• [Exercise prompt]: In the entries that follow, find the line containing "box: [522, 7, 587, 797]"; from there, copy every line exactly through the line containing "425L204 415L140 417L136".

• [Records to process]:
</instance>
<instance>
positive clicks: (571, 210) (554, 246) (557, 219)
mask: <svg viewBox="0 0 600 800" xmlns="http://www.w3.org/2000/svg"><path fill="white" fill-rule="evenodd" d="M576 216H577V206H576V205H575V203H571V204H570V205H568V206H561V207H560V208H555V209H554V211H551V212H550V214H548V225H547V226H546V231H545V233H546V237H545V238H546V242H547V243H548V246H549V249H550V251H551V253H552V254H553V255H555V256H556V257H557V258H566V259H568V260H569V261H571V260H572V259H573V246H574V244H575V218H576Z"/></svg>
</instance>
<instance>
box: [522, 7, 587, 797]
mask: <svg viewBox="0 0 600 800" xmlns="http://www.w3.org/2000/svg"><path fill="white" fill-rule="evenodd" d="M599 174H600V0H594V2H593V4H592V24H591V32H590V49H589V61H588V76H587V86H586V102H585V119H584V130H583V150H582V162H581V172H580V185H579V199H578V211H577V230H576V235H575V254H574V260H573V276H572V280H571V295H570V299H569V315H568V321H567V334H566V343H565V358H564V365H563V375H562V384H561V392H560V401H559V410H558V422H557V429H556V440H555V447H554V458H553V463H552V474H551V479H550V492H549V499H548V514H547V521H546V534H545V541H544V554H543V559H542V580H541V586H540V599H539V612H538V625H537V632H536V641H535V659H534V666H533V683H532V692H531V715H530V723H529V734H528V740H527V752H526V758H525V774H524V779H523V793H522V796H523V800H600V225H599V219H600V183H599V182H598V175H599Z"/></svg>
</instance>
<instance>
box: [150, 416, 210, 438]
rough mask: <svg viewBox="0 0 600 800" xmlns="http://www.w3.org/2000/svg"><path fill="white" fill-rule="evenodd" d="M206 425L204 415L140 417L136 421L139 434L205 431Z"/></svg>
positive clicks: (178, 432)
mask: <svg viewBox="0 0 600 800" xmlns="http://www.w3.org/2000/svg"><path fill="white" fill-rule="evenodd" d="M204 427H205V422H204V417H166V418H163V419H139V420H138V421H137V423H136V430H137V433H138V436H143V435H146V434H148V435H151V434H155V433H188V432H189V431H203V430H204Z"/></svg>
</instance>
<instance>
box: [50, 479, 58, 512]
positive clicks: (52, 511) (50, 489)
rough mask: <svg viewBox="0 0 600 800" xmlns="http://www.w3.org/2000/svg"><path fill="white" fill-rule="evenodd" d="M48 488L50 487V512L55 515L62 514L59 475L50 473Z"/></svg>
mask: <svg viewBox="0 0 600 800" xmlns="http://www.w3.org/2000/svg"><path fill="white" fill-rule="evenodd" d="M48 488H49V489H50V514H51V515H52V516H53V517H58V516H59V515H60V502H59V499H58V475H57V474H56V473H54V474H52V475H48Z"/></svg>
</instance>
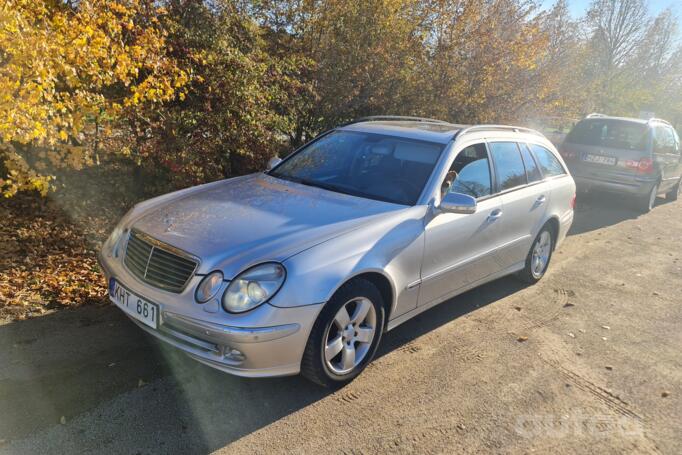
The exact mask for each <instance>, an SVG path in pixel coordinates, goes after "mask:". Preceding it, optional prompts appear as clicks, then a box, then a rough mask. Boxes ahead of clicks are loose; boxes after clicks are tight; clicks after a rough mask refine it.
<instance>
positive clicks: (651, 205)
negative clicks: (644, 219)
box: [637, 184, 658, 213]
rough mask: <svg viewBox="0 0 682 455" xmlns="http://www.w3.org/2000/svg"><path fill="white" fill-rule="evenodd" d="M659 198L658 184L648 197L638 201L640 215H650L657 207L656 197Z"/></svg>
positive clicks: (648, 193)
mask: <svg viewBox="0 0 682 455" xmlns="http://www.w3.org/2000/svg"><path fill="white" fill-rule="evenodd" d="M657 196H658V184H656V185H654V187H653V188H651V191H649V192H648V193H647V195H646V196H644V197H640V198H639V199H638V200H637V210H638V211H639V212H640V213H649V212H650V211H651V210H652V209H653V208H654V205H656V197H657Z"/></svg>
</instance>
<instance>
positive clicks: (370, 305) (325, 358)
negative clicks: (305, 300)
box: [301, 278, 385, 388]
mask: <svg viewBox="0 0 682 455" xmlns="http://www.w3.org/2000/svg"><path fill="white" fill-rule="evenodd" d="M344 312H345V314H344ZM384 318H385V311H384V302H383V298H382V297H381V293H380V292H379V290H378V289H377V287H376V286H375V285H374V284H372V283H371V282H369V281H367V280H365V279H362V278H358V279H354V280H352V281H349V282H348V283H346V284H344V285H343V286H341V287H340V288H339V290H338V291H336V293H334V296H333V297H332V298H331V299H330V300H329V302H327V304H326V305H325V307H324V308H323V309H322V311H321V312H320V315H319V316H318V317H317V320H316V321H315V324H314V325H313V328H312V330H311V332H310V336H309V337H308V343H307V344H306V348H305V351H304V353H303V359H302V360H301V374H302V375H303V376H304V377H305V378H307V379H309V380H311V381H313V382H315V383H317V384H320V385H322V386H324V387H329V388H336V387H341V386H343V385H345V384H347V383H349V382H350V381H352V380H353V379H355V377H356V376H357V375H359V374H360V373H361V372H362V370H364V369H365V367H366V366H367V364H369V362H371V361H372V359H373V358H374V354H376V350H377V347H378V346H379V342H380V341H381V336H382V334H383V329H384ZM370 332H371V333H370Z"/></svg>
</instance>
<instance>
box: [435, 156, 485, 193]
mask: <svg viewBox="0 0 682 455" xmlns="http://www.w3.org/2000/svg"><path fill="white" fill-rule="evenodd" d="M448 192H450V193H461V194H468V195H469V196H471V197H475V198H481V197H484V196H489V195H490V194H492V183H491V178H490V162H489V160H488V151H487V150H486V147H485V144H475V145H471V146H469V147H467V148H465V149H463V150H462V151H460V152H459V153H458V154H457V157H456V158H455V161H454V162H453V163H452V166H451V167H450V171H449V172H448V175H447V177H445V181H444V182H443V194H446V193H448Z"/></svg>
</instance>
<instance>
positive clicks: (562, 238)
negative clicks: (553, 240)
mask: <svg viewBox="0 0 682 455" xmlns="http://www.w3.org/2000/svg"><path fill="white" fill-rule="evenodd" d="M573 213H574V212H573V210H569V211H567V212H566V213H565V214H564V215H563V216H562V217H561V219H560V220H559V234H558V235H557V241H556V245H555V246H554V248H555V249H556V248H559V247H560V246H561V244H563V243H564V240H566V236H567V235H568V231H570V230H571V226H572V225H573V217H574V215H573Z"/></svg>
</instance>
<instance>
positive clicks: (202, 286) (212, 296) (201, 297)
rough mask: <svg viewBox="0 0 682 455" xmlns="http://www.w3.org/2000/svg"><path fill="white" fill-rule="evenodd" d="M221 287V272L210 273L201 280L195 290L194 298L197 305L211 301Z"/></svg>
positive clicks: (222, 280) (221, 283)
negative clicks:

• [Exercise response]:
box: [522, 7, 587, 797]
mask: <svg viewBox="0 0 600 800" xmlns="http://www.w3.org/2000/svg"><path fill="white" fill-rule="evenodd" d="M599 174H600V0H594V2H593V4H592V24H591V32H590V49H589V61H588V76H587V86H586V102H585V119H584V130H583V150H582V162H581V172H580V185H579V199H578V211H577V230H576V235H575V254H574V260H573V276H572V280H571V295H570V299H569V315H568V321H567V334H566V343H565V358H564V365H563V375H562V384H561V392H560V401H559V410H558V422H557V429H556V440H555V447H554V458H553V463H552V474H551V479H550V492H549V499H548V514H547V521H546V534H545V541H544V554H543V559H542V580H541V586H540V599H539V612H538V625H537V632H536V641H535V659H534V666H533V683H532V692H531V715H530V723H529V734H528V740H527V752H526V758H525V774H524V779H523V793H522V796H523V800H600V225H599V219H600V183H599V182H598V175H599Z"/></svg>
</instance>
<instance>
box: [150, 416, 210, 438]
rough mask: <svg viewBox="0 0 600 800" xmlns="http://www.w3.org/2000/svg"><path fill="white" fill-rule="evenodd" d="M206 425L204 415L140 417L136 421L139 434L205 431Z"/></svg>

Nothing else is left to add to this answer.